What you will do
Nothing outside the range below should be printed. Output exactly the lines from the line with "# Provide the mask of every instance of the short white" to the line with "--target=pale grey horizontal", both included.

= = = = = = =

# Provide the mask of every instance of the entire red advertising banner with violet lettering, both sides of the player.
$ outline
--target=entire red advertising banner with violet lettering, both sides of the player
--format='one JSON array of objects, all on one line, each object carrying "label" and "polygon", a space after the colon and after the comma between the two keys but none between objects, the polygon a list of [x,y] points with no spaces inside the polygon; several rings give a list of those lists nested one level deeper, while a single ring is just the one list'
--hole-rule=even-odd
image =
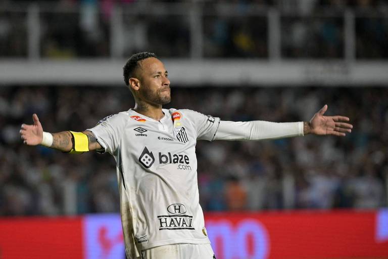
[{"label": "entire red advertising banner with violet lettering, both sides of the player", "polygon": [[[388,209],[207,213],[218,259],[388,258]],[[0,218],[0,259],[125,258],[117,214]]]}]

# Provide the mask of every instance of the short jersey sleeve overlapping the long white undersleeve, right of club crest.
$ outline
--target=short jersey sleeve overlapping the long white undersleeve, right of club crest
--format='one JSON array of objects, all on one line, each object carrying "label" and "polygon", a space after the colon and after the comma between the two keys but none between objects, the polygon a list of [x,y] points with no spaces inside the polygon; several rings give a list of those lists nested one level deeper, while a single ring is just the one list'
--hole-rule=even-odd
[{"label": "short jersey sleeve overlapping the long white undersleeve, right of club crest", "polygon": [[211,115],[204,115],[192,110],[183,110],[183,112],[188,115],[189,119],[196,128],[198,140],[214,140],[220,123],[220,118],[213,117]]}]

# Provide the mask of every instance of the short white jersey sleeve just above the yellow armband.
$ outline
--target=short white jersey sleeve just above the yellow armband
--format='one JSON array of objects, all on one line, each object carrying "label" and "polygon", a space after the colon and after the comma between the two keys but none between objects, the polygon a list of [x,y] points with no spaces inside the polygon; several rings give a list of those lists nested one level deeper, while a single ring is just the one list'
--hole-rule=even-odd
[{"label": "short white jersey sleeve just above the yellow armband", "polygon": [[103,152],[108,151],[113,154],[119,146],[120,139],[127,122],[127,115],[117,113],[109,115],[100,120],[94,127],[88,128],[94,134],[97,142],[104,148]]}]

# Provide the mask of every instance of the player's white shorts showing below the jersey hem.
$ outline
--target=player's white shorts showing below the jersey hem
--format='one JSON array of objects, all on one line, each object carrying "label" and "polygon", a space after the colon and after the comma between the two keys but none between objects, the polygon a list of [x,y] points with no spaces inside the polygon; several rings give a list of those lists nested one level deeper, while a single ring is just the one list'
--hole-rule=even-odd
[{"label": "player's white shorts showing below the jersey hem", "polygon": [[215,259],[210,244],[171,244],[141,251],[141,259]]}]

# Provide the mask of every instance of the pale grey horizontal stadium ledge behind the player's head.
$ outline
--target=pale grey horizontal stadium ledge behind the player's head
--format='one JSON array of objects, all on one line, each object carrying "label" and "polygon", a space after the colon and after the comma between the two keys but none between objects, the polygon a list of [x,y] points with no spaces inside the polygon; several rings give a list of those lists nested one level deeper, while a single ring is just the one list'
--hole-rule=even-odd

= = = = = = =

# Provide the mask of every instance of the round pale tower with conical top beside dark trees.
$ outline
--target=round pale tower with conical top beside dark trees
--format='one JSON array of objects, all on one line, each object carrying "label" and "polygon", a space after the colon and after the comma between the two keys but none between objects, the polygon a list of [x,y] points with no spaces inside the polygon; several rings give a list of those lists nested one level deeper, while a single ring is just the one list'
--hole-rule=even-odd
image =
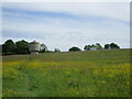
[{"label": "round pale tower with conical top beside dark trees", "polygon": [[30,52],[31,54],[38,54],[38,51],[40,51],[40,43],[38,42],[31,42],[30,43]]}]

= = = = = = =

Exercise output
# Provide the mask of every instance of the short white jersey sleeve just above the yellow armband.
$ outline
--target=short white jersey sleeve just above the yellow armband
--format='one JSON array of objects, all on one line, each object carrying "label" and "polygon", a space after the colon and after the comma between the two keys but none between objects, the polygon a list of [x,y] points with no spaces inside the polygon; several rings give a list of those lists nested one level deeper, while a single ring is just the one list'
--hole-rule=even-odd
[{"label": "short white jersey sleeve just above the yellow armband", "polygon": [[103,152],[108,151],[113,154],[119,146],[120,139],[127,122],[127,115],[117,113],[109,115],[100,120],[94,127],[88,128],[94,134],[97,142],[104,148]]}]

# Provide the mask of every instance of the player's white shorts showing below the jersey hem.
$ outline
--target=player's white shorts showing below the jersey hem
--format='one JSON array of objects, all on one line, each object carrying "label" and "polygon", a space after the colon and after the comma between the two keys but none between objects, the polygon a list of [x,y] points with no spaces inside the polygon; several rings give a list of those lists nested one level deeper, while a single ring is just the one list'
--hole-rule=even-odd
[{"label": "player's white shorts showing below the jersey hem", "polygon": [[215,259],[210,244],[171,244],[141,251],[141,259]]}]

# Provide the mask of every instance of the pale grey horizontal stadium ledge behind the player's head.
$ outline
--target=pale grey horizontal stadium ledge behind the player's head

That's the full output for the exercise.